> Exercise requirements
Copy out only those lines running from the line with "Would you be able to pick out the bush" to the end of the listing, keeping each one exactly as it is.

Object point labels
***
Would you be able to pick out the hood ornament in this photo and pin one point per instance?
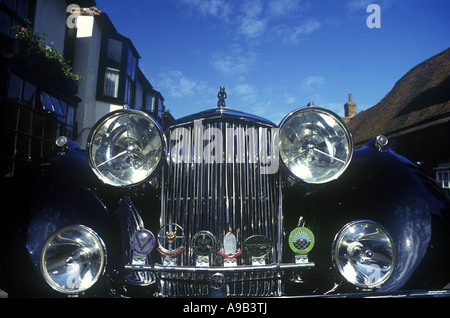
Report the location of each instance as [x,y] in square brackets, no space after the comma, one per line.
[221,96]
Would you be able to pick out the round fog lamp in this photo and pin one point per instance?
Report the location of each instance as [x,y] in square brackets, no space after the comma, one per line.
[315,144]
[125,147]
[364,253]
[72,260]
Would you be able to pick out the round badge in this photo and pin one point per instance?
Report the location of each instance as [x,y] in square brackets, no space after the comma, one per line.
[203,243]
[257,246]
[142,242]
[171,239]
[301,240]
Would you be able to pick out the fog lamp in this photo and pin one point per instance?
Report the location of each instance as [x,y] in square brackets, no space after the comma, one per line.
[364,253]
[72,260]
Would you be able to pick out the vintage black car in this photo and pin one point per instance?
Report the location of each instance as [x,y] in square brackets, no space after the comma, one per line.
[224,204]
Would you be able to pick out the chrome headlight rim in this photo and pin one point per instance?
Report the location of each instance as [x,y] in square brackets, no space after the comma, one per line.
[115,114]
[100,248]
[342,270]
[344,128]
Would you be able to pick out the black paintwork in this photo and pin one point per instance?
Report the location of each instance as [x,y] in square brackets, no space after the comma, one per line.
[378,185]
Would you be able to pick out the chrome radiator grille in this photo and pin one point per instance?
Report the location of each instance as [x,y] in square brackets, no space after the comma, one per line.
[215,180]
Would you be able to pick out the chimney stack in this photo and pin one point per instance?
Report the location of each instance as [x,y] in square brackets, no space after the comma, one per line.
[350,107]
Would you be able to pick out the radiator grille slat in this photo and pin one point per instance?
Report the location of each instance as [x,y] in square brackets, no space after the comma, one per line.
[209,187]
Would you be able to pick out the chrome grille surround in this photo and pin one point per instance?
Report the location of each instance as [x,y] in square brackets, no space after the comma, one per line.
[227,193]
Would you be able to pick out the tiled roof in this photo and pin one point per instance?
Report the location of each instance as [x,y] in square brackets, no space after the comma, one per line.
[421,96]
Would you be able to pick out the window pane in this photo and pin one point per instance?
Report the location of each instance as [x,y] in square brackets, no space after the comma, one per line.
[22,8]
[15,87]
[70,115]
[5,23]
[114,50]
[29,91]
[47,102]
[111,85]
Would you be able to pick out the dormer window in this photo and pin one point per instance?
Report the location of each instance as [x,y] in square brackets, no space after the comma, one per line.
[117,71]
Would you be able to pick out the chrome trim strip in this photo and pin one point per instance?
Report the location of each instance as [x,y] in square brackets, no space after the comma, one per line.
[235,269]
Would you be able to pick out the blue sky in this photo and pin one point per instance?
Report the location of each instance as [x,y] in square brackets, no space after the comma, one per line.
[274,56]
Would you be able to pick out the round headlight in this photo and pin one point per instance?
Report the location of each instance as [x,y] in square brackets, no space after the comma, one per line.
[364,254]
[125,147]
[315,144]
[72,260]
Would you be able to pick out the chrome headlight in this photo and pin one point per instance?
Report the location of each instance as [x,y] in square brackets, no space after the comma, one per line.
[72,260]
[315,144]
[364,253]
[125,147]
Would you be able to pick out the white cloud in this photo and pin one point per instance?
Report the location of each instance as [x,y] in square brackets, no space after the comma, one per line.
[292,35]
[283,7]
[234,62]
[175,84]
[312,82]
[252,28]
[215,8]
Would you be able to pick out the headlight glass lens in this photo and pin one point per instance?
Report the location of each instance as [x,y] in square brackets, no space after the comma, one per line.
[315,144]
[125,148]
[72,260]
[364,254]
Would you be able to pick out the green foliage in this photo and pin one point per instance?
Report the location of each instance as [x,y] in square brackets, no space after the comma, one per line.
[35,45]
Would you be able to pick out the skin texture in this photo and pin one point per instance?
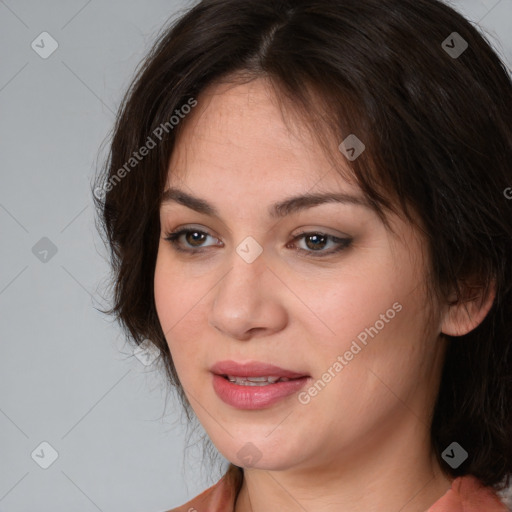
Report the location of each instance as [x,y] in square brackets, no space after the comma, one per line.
[362,443]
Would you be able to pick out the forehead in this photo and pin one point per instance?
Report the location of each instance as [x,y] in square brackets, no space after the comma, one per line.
[239,132]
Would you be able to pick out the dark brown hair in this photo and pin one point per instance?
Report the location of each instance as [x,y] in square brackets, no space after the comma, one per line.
[435,117]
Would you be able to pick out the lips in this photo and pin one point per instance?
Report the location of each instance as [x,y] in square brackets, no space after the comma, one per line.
[255,385]
[253,369]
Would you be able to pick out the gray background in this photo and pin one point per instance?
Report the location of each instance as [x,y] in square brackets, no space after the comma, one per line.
[67,375]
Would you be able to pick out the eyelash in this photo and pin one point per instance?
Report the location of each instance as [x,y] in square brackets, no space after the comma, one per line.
[343,243]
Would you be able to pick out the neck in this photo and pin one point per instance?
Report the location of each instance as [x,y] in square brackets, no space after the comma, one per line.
[386,478]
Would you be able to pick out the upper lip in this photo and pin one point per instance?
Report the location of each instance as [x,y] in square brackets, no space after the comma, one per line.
[253,369]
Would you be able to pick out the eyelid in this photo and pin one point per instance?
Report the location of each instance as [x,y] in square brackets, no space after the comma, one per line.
[342,242]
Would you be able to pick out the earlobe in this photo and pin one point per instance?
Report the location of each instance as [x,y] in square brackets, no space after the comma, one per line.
[464,314]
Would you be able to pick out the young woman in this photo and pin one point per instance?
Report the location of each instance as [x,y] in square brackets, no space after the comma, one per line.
[308,207]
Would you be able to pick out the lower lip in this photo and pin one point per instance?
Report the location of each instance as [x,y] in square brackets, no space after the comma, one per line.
[255,397]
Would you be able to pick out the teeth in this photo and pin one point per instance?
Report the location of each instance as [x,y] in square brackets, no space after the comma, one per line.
[256,381]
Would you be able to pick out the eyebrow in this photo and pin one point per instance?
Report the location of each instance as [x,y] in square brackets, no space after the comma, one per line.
[278,210]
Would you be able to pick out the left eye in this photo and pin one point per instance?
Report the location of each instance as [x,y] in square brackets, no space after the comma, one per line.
[315,242]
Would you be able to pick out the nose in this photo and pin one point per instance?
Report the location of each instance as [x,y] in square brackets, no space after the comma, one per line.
[249,301]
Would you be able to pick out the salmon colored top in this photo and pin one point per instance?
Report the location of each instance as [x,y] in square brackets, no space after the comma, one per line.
[467,494]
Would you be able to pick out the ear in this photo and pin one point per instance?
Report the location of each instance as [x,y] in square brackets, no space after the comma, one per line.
[465,313]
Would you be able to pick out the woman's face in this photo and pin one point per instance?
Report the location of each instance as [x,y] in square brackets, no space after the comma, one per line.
[318,288]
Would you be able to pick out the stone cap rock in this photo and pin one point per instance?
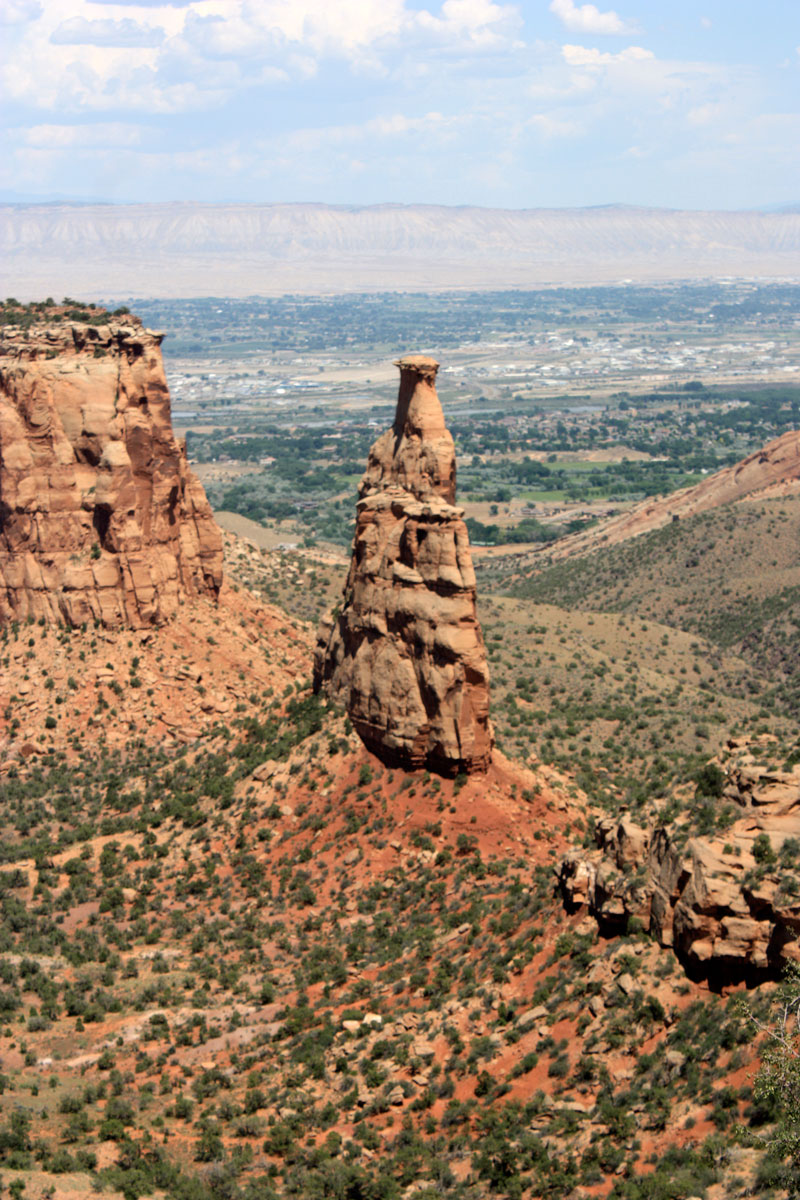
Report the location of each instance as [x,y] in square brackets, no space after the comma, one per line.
[420,364]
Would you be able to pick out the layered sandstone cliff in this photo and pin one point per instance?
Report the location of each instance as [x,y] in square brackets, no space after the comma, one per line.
[100,516]
[727,903]
[405,654]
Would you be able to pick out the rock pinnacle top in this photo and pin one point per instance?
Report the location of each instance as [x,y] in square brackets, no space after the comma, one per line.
[405,654]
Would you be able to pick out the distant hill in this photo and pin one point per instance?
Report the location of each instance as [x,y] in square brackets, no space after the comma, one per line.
[768,473]
[238,250]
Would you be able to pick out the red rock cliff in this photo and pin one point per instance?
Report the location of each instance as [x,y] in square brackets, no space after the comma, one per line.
[405,654]
[100,515]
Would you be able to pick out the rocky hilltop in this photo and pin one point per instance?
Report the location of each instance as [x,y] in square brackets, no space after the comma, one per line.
[723,901]
[405,654]
[100,516]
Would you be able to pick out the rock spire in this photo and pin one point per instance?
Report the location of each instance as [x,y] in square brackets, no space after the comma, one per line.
[405,654]
[101,517]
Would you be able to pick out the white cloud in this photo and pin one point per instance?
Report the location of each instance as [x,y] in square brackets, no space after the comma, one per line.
[589,57]
[18,12]
[548,126]
[587,18]
[103,133]
[79,31]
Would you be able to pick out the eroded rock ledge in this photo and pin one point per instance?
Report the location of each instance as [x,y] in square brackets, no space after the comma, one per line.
[101,517]
[405,654]
[728,904]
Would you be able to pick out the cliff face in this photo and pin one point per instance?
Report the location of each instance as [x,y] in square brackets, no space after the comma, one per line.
[725,901]
[405,654]
[100,516]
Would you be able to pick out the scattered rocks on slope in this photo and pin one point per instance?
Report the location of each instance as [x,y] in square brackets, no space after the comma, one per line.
[405,654]
[725,903]
[101,517]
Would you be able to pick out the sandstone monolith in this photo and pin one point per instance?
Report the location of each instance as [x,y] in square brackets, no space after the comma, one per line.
[405,654]
[101,517]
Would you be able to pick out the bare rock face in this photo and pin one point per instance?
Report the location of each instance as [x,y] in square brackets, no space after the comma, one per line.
[100,516]
[729,903]
[405,654]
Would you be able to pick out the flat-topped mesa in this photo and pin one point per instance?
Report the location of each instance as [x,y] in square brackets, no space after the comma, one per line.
[101,517]
[417,453]
[405,654]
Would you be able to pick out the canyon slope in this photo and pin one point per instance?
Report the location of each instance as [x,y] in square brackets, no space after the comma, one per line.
[101,520]
[768,473]
[239,250]
[405,654]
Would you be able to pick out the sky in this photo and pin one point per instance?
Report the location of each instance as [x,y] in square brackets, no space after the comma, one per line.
[543,103]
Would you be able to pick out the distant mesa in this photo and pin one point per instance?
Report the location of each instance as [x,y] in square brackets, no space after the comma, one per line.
[100,516]
[405,653]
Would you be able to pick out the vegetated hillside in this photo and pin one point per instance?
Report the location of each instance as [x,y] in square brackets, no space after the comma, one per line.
[771,471]
[252,961]
[731,575]
[274,249]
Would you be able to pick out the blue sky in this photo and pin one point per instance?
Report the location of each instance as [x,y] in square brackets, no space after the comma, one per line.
[689,103]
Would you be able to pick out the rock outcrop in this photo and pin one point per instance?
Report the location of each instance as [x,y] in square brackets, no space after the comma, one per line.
[100,516]
[405,654]
[728,904]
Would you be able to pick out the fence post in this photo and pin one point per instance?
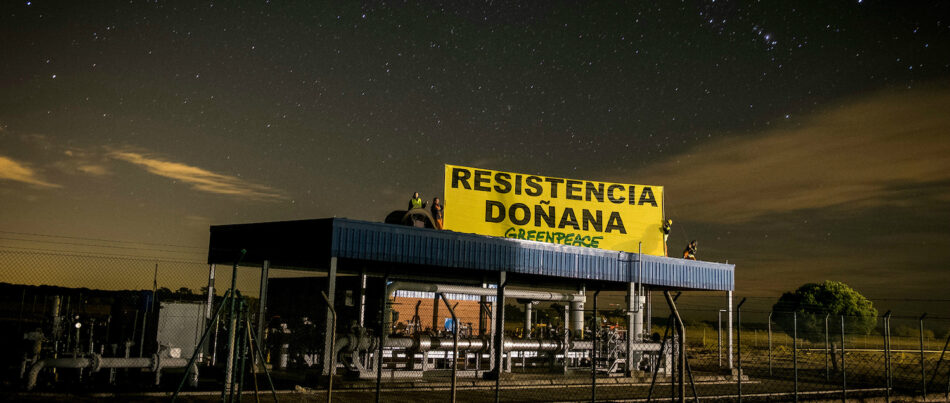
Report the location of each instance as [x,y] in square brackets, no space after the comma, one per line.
[923,372]
[719,335]
[795,350]
[887,359]
[595,332]
[455,343]
[770,343]
[844,371]
[383,333]
[890,370]
[739,348]
[332,335]
[827,348]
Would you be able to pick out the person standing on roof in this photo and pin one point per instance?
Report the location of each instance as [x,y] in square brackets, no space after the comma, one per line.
[415,201]
[665,229]
[437,212]
[690,251]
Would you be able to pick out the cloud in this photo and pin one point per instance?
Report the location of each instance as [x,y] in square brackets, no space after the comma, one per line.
[871,152]
[83,162]
[19,172]
[199,178]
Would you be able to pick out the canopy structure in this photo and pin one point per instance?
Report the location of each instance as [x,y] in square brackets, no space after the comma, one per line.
[374,248]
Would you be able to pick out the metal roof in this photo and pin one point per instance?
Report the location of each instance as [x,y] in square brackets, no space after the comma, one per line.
[309,244]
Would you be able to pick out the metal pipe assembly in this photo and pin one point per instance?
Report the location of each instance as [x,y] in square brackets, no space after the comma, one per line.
[471,290]
[156,363]
[358,350]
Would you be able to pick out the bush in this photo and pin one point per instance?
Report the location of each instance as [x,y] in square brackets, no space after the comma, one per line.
[813,301]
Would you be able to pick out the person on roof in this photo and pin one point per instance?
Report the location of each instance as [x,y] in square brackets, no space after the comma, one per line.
[690,251]
[415,201]
[437,212]
[665,229]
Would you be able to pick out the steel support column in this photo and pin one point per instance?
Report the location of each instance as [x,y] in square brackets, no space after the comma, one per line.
[263,301]
[327,358]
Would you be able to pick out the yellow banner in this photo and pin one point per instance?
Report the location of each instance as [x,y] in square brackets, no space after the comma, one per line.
[593,214]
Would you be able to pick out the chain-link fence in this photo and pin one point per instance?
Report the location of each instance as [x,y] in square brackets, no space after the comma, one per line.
[74,322]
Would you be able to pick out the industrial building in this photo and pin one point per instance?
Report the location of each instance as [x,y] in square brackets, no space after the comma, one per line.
[366,268]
***
> Final result
Would you be able to pick out the bush in this photo and pin one point per instance?
Report the location of each instance as [x,y] in square brackets, no space after the comma, one per line.
[813,301]
Would you be able to pick out the person on roof in this photo and pin one point per instance?
Report the location of each instance as [x,y] in square brackets, no space after the comma, one per line.
[690,251]
[415,201]
[437,212]
[665,229]
Would you be able to pick out the steel support column in this photo and pin one point per instance?
Report the location of each instance as [x,y] in square brackets, no space after the comma, one per line.
[263,301]
[327,358]
Would you be able to pick out the yellow banner in this photo and pin one point per instance?
Report the location of each instance as [x,y] in square brackets, no space after the comma, one per line.
[593,214]
Would you be able to pick out the chain-link fence in this photo and pin one point per instance?
Report the location of each instance as [x,y] in square brackets, no space after the comma, one per line.
[74,322]
Would you be able to pick out the industrial building in this photo and pin one point per instance?
Report the location of each instance as [x,y] in square brackets, no space after the comma, one per line.
[366,268]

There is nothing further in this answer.